Übertrage die Zeilen von der Zeile mit „Every instance gets one point. Tag the blue swing“ bis einschließlich der letzten Zeile der Einträge in eine Markdown-Tabelle mit den Spalten „Nummer“ für die fortlaufende Zeilennummer und „Zeile“ für den Zeileninhalt. Leerzeilen und Bilder werden nicht übernommen.

Zu verarbeitende Daten
════════════════

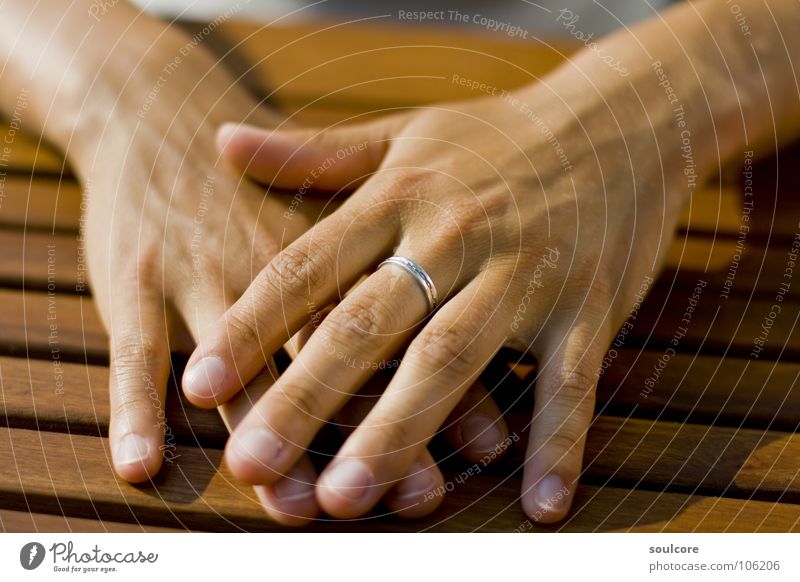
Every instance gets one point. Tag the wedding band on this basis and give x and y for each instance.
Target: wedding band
(419, 274)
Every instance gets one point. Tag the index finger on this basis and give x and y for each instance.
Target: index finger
(284, 297)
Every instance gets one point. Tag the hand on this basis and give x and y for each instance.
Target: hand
(173, 238)
(527, 247)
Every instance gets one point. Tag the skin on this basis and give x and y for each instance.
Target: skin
(174, 234)
(476, 193)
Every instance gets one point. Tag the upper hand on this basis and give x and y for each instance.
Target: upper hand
(529, 241)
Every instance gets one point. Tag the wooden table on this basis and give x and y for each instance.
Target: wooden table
(711, 448)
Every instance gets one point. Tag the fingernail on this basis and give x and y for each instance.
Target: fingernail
(132, 449)
(350, 478)
(295, 486)
(481, 434)
(259, 445)
(204, 379)
(550, 493)
(417, 483)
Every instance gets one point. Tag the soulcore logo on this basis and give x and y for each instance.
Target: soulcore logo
(32, 555)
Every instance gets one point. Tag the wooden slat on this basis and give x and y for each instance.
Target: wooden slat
(71, 473)
(26, 154)
(717, 325)
(29, 522)
(51, 326)
(37, 394)
(734, 462)
(692, 388)
(700, 388)
(41, 203)
(43, 261)
(384, 65)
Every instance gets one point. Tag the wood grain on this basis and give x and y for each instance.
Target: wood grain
(70, 475)
(28, 522)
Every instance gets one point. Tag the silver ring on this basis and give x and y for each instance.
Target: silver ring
(420, 276)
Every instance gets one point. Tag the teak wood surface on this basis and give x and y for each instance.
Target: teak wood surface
(711, 448)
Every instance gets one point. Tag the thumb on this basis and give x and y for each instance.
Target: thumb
(333, 158)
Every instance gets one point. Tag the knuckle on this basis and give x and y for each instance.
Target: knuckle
(357, 322)
(297, 270)
(136, 404)
(301, 399)
(137, 351)
(448, 347)
(564, 439)
(576, 385)
(244, 329)
(391, 435)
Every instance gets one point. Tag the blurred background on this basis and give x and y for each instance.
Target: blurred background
(545, 18)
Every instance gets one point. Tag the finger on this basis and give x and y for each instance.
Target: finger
(367, 327)
(437, 369)
(326, 159)
(285, 296)
(139, 370)
(421, 491)
(290, 500)
(476, 428)
(564, 404)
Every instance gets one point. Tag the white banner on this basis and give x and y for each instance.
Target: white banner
(399, 557)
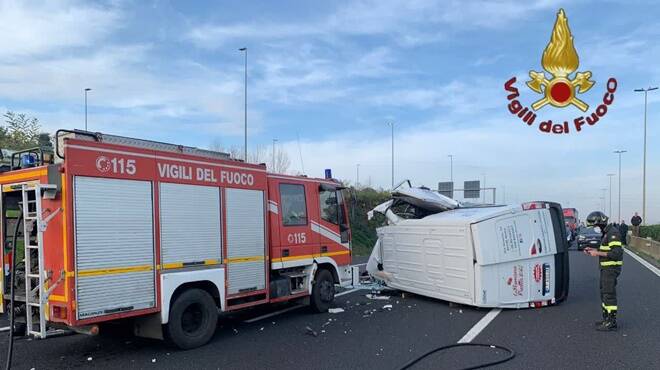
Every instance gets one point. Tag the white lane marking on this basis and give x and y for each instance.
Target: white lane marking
(348, 292)
(639, 259)
(258, 318)
(479, 326)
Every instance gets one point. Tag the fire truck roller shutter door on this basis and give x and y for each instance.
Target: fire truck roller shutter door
(189, 225)
(246, 241)
(114, 246)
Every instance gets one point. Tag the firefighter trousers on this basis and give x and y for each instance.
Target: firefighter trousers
(608, 279)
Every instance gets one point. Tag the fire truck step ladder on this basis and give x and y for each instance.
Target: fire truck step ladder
(36, 294)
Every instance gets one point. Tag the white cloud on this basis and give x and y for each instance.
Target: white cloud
(409, 23)
(34, 29)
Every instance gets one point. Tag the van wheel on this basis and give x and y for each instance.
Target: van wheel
(193, 319)
(323, 291)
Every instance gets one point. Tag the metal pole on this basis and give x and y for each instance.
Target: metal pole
(451, 167)
(245, 96)
(483, 194)
(610, 176)
(392, 125)
(86, 90)
(619, 152)
(644, 161)
(273, 160)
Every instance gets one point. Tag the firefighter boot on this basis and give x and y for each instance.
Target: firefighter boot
(599, 323)
(609, 324)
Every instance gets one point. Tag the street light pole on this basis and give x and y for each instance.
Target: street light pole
(391, 124)
(610, 176)
(273, 159)
(645, 91)
(604, 190)
(451, 167)
(619, 152)
(86, 91)
(245, 96)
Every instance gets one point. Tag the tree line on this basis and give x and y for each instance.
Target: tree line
(20, 131)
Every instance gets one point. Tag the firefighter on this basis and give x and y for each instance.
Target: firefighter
(610, 258)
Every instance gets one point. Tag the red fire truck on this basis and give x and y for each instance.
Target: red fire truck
(111, 227)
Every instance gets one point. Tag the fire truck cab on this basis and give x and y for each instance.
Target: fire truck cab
(115, 228)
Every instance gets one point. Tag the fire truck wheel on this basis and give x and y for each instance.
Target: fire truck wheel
(323, 291)
(193, 319)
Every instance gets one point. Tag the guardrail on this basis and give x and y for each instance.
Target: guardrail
(647, 246)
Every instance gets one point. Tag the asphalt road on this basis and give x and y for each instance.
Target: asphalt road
(368, 336)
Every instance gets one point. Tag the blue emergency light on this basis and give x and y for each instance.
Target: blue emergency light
(27, 161)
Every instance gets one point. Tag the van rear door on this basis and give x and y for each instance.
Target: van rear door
(516, 258)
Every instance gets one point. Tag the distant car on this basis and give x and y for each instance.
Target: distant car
(570, 235)
(588, 237)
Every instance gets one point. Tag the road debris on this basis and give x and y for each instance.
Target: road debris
(311, 332)
(378, 297)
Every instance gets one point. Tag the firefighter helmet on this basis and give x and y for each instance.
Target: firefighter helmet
(597, 218)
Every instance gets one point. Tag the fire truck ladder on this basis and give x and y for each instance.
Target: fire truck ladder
(36, 293)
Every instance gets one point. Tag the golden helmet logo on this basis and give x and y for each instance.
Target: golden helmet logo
(561, 89)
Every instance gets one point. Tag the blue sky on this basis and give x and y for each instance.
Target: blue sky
(334, 73)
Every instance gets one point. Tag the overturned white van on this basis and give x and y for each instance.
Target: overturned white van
(484, 256)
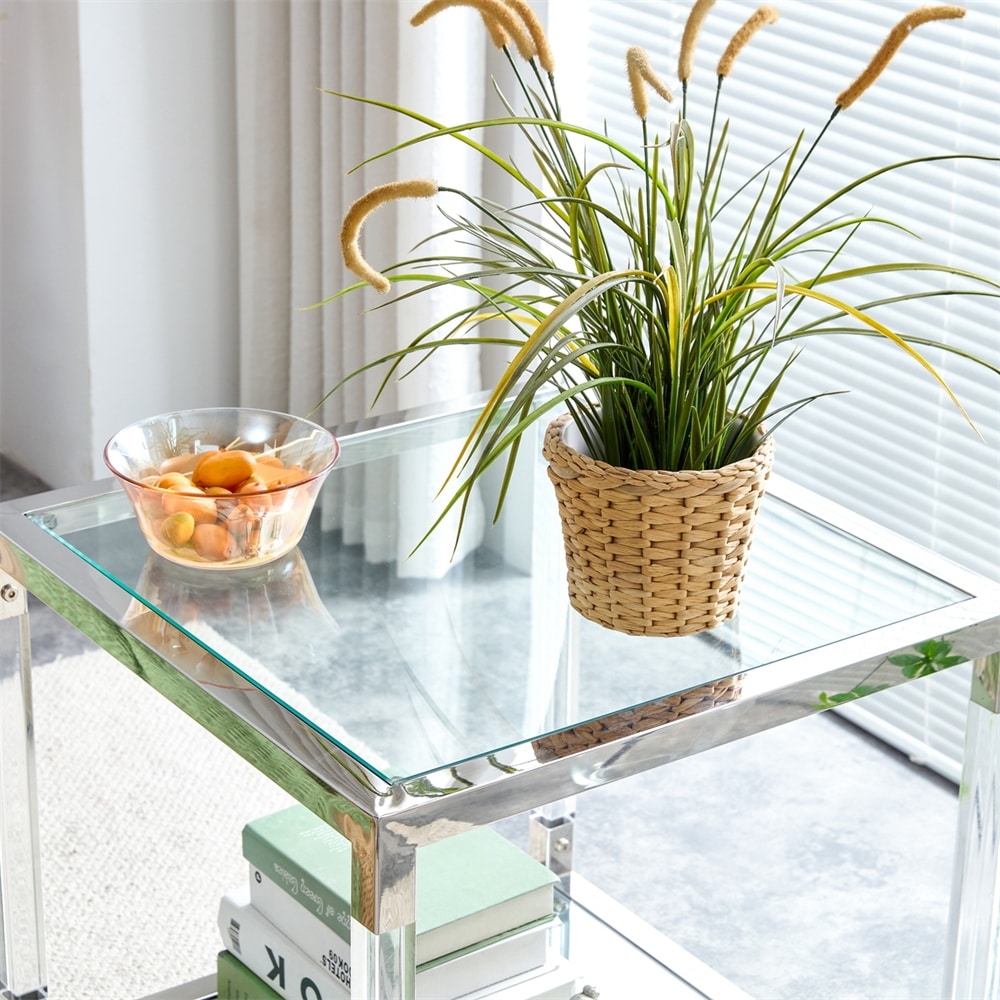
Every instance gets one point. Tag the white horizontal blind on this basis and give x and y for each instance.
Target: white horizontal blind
(895, 448)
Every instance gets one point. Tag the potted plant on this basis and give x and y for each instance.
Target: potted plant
(622, 301)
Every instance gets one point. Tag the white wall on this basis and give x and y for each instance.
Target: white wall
(119, 274)
(44, 371)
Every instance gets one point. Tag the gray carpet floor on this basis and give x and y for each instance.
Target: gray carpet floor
(811, 861)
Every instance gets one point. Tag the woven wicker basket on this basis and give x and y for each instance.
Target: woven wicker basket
(654, 552)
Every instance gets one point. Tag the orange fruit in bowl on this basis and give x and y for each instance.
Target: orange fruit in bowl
(213, 542)
(223, 468)
(201, 508)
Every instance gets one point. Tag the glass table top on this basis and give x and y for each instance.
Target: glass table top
(415, 663)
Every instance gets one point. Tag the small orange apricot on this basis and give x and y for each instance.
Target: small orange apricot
(213, 542)
(175, 481)
(177, 529)
(201, 508)
(223, 468)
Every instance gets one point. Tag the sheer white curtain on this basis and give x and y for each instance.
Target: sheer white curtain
(297, 146)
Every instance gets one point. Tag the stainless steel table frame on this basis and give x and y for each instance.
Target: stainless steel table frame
(831, 601)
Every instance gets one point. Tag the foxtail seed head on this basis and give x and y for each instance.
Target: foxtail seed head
(639, 74)
(685, 64)
(350, 231)
(756, 21)
(888, 48)
(495, 10)
(537, 32)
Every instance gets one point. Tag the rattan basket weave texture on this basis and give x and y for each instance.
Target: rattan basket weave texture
(655, 552)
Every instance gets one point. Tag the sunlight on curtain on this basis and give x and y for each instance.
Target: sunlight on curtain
(297, 150)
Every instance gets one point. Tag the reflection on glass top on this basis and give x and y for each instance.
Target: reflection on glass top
(415, 663)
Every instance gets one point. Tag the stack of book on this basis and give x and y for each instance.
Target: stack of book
(485, 910)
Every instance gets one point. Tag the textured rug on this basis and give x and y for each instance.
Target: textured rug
(140, 814)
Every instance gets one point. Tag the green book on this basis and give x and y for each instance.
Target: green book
(470, 887)
(236, 982)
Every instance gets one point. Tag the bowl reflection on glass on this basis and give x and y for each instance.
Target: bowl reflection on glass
(222, 488)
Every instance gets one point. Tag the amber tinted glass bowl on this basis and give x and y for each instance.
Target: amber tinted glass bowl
(222, 488)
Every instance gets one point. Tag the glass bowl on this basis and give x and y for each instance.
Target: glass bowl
(222, 488)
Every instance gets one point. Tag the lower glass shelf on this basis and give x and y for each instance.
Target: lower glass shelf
(622, 957)
(609, 949)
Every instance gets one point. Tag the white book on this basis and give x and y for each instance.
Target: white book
(271, 950)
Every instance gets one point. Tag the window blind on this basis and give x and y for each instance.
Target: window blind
(894, 448)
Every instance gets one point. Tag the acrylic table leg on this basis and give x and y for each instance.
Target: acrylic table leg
(382, 965)
(22, 950)
(384, 876)
(972, 970)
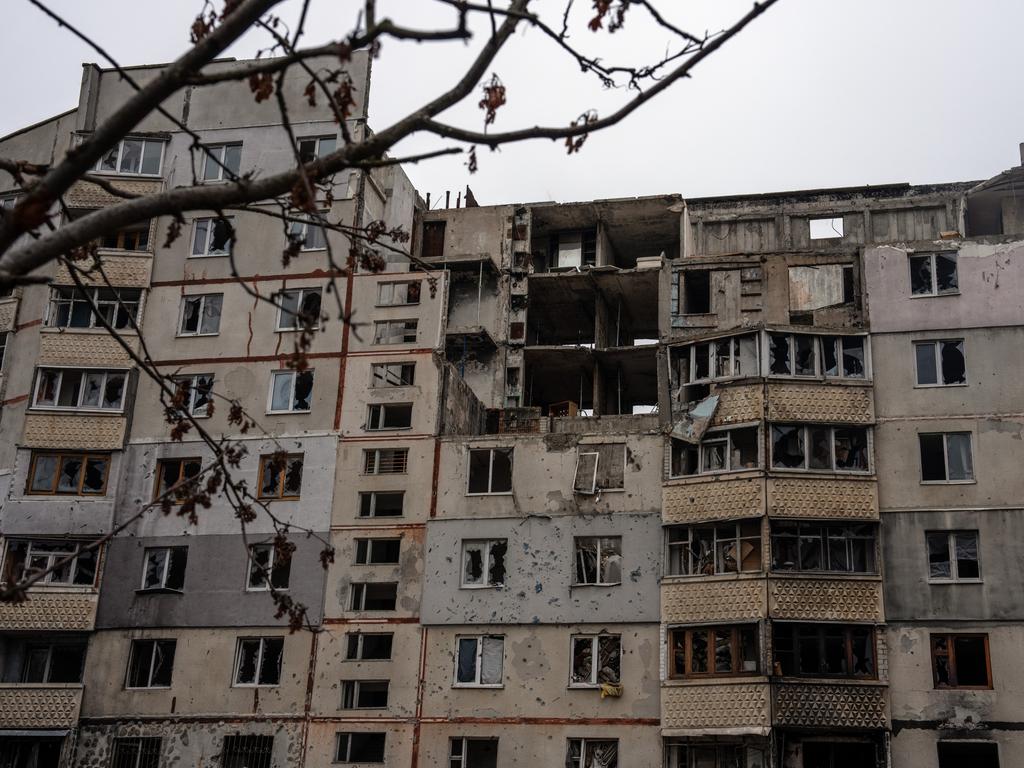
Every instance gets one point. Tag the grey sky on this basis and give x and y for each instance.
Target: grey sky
(815, 93)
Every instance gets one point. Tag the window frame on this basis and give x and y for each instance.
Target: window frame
(951, 655)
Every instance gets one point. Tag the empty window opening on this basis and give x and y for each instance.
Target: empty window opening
(483, 562)
(713, 651)
(364, 694)
(598, 560)
(946, 457)
(952, 555)
(708, 550)
(489, 471)
(258, 660)
(825, 228)
(940, 363)
(377, 551)
(369, 646)
(374, 596)
(696, 291)
(961, 660)
(826, 547)
(823, 649)
(596, 660)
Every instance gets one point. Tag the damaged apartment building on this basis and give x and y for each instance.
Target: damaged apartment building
(724, 482)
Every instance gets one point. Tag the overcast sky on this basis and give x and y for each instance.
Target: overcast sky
(814, 93)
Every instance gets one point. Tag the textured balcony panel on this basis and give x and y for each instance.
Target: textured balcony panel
(716, 500)
(820, 402)
(697, 601)
(823, 498)
(825, 600)
(829, 706)
(719, 706)
(74, 432)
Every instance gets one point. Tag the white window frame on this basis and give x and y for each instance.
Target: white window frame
(105, 373)
(485, 545)
(207, 253)
(937, 350)
(259, 662)
(291, 391)
(478, 667)
(491, 470)
(203, 297)
(121, 145)
(950, 537)
(219, 151)
(595, 645)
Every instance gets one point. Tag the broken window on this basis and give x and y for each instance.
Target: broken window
(598, 560)
(720, 451)
(433, 240)
(364, 694)
(201, 314)
(69, 473)
(398, 294)
(472, 753)
(247, 752)
(151, 664)
(479, 660)
(299, 308)
(934, 273)
(389, 416)
(291, 391)
(945, 457)
(961, 660)
(483, 562)
(696, 291)
(281, 476)
(80, 389)
(359, 747)
(952, 555)
(377, 551)
(212, 237)
(819, 448)
(596, 659)
(369, 646)
(720, 548)
(164, 568)
(195, 393)
(136, 752)
(393, 375)
(374, 596)
(940, 363)
(823, 649)
(825, 228)
(830, 547)
(258, 660)
(713, 651)
(385, 461)
(28, 558)
(489, 470)
(394, 332)
(820, 286)
(176, 477)
(57, 662)
(268, 567)
(592, 753)
(382, 504)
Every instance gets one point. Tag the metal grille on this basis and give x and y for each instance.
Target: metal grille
(247, 752)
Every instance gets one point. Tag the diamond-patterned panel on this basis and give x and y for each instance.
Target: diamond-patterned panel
(718, 706)
(829, 706)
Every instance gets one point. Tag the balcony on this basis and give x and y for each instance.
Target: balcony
(829, 705)
(39, 706)
(738, 707)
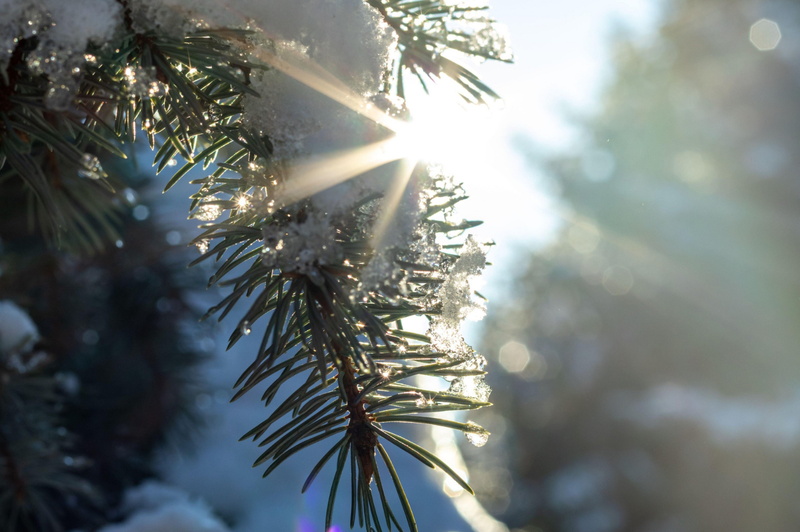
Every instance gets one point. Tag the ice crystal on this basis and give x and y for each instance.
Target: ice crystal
(301, 246)
(202, 245)
(491, 40)
(473, 387)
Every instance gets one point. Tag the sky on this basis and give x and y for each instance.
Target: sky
(562, 59)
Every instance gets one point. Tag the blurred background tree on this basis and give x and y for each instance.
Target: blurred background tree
(651, 353)
(107, 372)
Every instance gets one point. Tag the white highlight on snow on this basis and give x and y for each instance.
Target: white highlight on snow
(157, 507)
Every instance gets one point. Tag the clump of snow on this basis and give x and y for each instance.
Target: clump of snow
(484, 37)
(77, 23)
(456, 292)
(18, 333)
(156, 507)
(455, 300)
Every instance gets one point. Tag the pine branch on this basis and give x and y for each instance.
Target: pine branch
(329, 332)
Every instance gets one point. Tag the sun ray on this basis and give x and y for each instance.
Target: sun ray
(391, 201)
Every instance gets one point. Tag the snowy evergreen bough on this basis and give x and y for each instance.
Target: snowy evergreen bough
(328, 257)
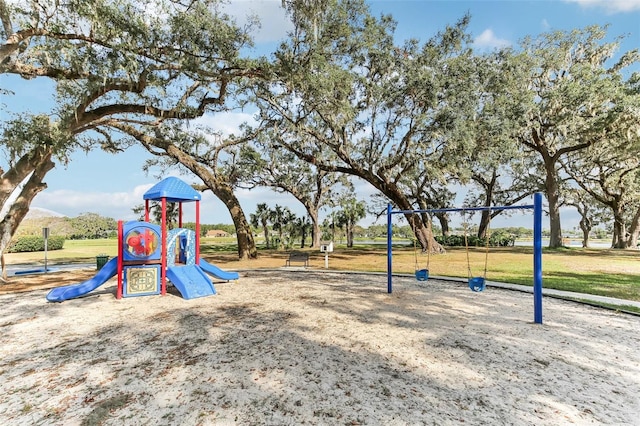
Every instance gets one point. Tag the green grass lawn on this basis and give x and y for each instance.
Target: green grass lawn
(612, 273)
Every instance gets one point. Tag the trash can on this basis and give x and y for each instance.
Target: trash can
(101, 260)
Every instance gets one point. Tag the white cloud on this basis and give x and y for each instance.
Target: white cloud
(274, 23)
(488, 39)
(611, 6)
(72, 203)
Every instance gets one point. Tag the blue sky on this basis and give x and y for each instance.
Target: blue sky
(111, 185)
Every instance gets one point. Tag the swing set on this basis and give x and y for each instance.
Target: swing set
(478, 283)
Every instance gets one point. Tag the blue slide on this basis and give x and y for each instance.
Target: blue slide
(60, 294)
(216, 272)
(190, 281)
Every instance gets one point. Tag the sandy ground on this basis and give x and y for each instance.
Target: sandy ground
(291, 348)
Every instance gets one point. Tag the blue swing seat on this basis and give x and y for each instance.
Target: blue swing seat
(422, 274)
(477, 283)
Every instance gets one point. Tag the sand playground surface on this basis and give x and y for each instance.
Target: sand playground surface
(318, 348)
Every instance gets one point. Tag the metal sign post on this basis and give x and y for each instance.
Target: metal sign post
(45, 235)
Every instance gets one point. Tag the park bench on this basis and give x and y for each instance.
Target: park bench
(298, 256)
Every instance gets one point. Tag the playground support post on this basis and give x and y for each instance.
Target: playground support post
(537, 258)
(389, 228)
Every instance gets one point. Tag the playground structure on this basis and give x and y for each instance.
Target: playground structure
(477, 283)
(149, 254)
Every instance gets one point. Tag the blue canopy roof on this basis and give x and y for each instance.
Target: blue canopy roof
(173, 189)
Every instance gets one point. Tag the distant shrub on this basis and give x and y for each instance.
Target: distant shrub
(497, 239)
(29, 243)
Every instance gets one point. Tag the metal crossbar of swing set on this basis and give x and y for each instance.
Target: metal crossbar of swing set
(537, 243)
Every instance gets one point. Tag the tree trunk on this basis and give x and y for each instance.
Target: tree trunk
(634, 231)
(41, 164)
(585, 226)
(265, 229)
(444, 223)
(553, 198)
(246, 244)
(619, 228)
(315, 227)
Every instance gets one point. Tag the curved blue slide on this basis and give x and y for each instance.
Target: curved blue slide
(60, 294)
(216, 272)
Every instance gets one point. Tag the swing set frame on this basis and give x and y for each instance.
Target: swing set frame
(537, 243)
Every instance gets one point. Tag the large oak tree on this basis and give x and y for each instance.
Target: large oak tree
(122, 64)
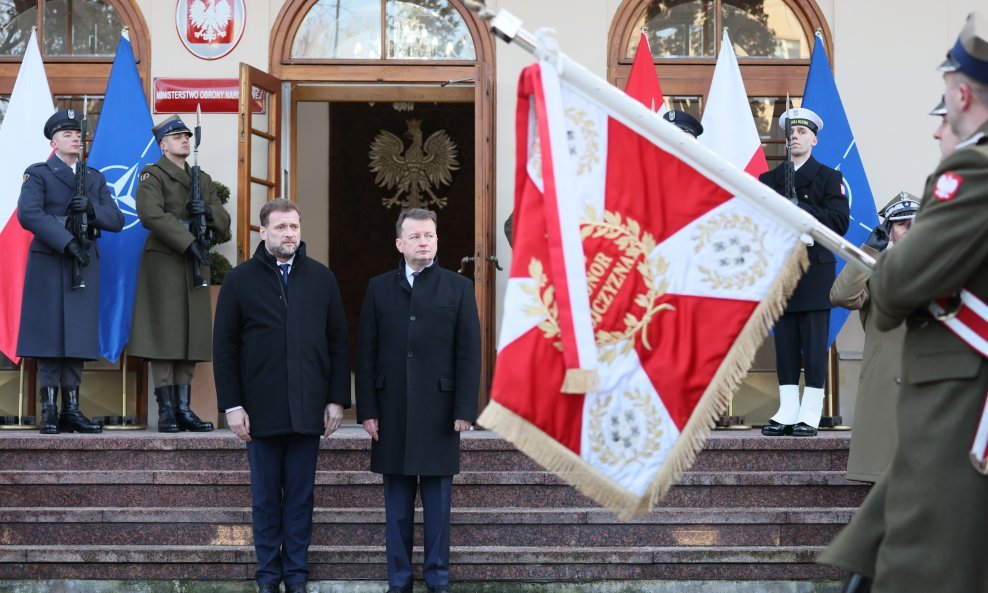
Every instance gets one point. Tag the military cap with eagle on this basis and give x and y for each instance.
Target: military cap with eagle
(801, 116)
(970, 52)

════════════════

Korrekte Ausgabe
| Nummer | Zeile |
|---|---|
| 1 | Every instance gets one point. Tag the blue swing seat on this basis and give x and y for each instance. |
| 2 | Target: blue swing seat |
| 3 | (422, 274) |
| 4 | (477, 283) |
| 5 | Every instance gets one point. Tag the sand playground surface on this basis and give x and y for each instance. |
| 6 | Target: sand playground surface |
| 7 | (318, 348) |
| 8 | Every instance gets one point. Tag the metal sign post on this basis and give x and y for each instance. |
| 9 | Target: metal sign post |
| 10 | (45, 235) |
| 11 | Every instance gets one point. Tag the park bench on this basis and give x and y for each instance. |
| 12 | Target: park bench |
| 13 | (298, 256) |
| 14 | Every instance gets one point. Tag the playground support post on this basis and give x and y for each instance. |
| 15 | Target: playground support post |
| 16 | (537, 258) |
| 17 | (389, 228) |
| 18 | Every instance gets one point. Tag the playground structure on this basis and give x and y for each instance. |
| 19 | Target: playground structure |
| 20 | (477, 283) |
| 21 | (149, 254) |
| 22 | Every instance gets one point. Tag the blue canopy roof on this basis and give x and y for each instance. |
| 23 | Target: blue canopy roof |
| 24 | (173, 189) |
| 25 | Every instance gets one point. Tag the distant shrub on this basis and give x and y for each instance. |
| 26 | Target: distant shrub |
| 27 | (497, 239) |
| 28 | (29, 243) |
| 29 | Every instance gets one point. Tag the metal crossbar of swing set on this basis and give x and y for each instance. |
| 30 | Target: metal crossbar of swing set |
| 31 | (537, 243) |
| 32 | Every instance gets one point. Tag the tree trunk on this basis and give x and y for each instance. |
| 33 | Target: tree trunk |
| 34 | (634, 231) |
| 35 | (41, 164) |
| 36 | (585, 226) |
| 37 | (265, 229) |
| 38 | (444, 223) |
| 39 | (553, 198) |
| 40 | (246, 244) |
| 41 | (619, 228) |
| 42 | (315, 227) |
| 43 | Every instance gets one point. Tag the curved blue slide on this basis and give x and y for each instance. |
| 44 | Target: curved blue slide |
| 45 | (60, 294) |
| 46 | (216, 272) |
| 47 | Every instance gets one point. Tag the swing set frame on this basis and give x and y for each instance. |
| 48 | Target: swing set frame |
| 49 | (537, 243) |
| 50 | Every instance gets one point. Tag the large oak tree on this basis and give x and y for each instance. |
| 51 | Target: large oak tree |
| 52 | (122, 64) |
| 53 | Every instance gets one point. Tag the military cap with eagle on this basis and give x and y for each instance. |
| 54 | Target: military cap with eagle |
| 55 | (801, 116) |
| 56 | (970, 52) |